## WHAT TO PRODUCE
Reproduce the following lines character for character.

## MATERIAL TO PROCESS
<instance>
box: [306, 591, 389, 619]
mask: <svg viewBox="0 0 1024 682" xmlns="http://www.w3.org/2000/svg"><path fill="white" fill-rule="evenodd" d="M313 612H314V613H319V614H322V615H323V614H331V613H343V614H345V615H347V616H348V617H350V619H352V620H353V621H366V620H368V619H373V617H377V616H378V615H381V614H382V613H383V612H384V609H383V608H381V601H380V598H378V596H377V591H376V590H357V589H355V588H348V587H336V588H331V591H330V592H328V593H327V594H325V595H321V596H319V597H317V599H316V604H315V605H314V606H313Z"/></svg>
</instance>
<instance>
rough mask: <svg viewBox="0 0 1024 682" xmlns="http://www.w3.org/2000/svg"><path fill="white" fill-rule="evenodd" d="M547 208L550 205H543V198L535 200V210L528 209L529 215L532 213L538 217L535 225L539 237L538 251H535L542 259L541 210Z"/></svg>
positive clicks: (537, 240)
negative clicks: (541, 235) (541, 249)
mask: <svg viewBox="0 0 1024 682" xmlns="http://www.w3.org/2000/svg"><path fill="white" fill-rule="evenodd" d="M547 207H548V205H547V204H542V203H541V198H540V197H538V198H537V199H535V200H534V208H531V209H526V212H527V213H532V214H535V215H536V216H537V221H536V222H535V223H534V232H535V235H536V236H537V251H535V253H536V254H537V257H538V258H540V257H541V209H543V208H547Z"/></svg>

## ANSWER TO THE PROBLEM
<instance>
box: [306, 591, 389, 619]
mask: <svg viewBox="0 0 1024 682" xmlns="http://www.w3.org/2000/svg"><path fill="white" fill-rule="evenodd" d="M313 612H314V613H319V614H322V615H323V614H331V613H343V614H345V615H347V616H348V617H350V619H352V620H353V621H366V620H368V619H373V617H377V616H378V615H381V614H382V613H383V612H384V609H383V608H381V601H380V598H378V596H377V591H376V590H357V589H355V588H348V587H336V588H331V591H330V592H328V593H327V594H325V595H321V596H319V597H317V599H316V604H315V605H314V606H313Z"/></svg>
</instance>
<instance>
rough mask: <svg viewBox="0 0 1024 682" xmlns="http://www.w3.org/2000/svg"><path fill="white" fill-rule="evenodd" d="M547 208L550 205H543V198L535 200V210L528 209L529 215L532 213L538 217L535 225L539 237L538 251H535L542 259L541 210Z"/></svg>
positive clicks: (537, 240)
negative clicks: (541, 235) (541, 249)
mask: <svg viewBox="0 0 1024 682" xmlns="http://www.w3.org/2000/svg"><path fill="white" fill-rule="evenodd" d="M547 207H548V205H547V204H542V203H541V198H540V197H538V198H537V199H535V200H534V208H531V209H526V212H527V213H532V214H535V215H536V216H537V221H536V222H535V223H534V232H535V235H536V236H537V251H535V253H536V254H537V257H538V258H540V257H541V209H543V208H547Z"/></svg>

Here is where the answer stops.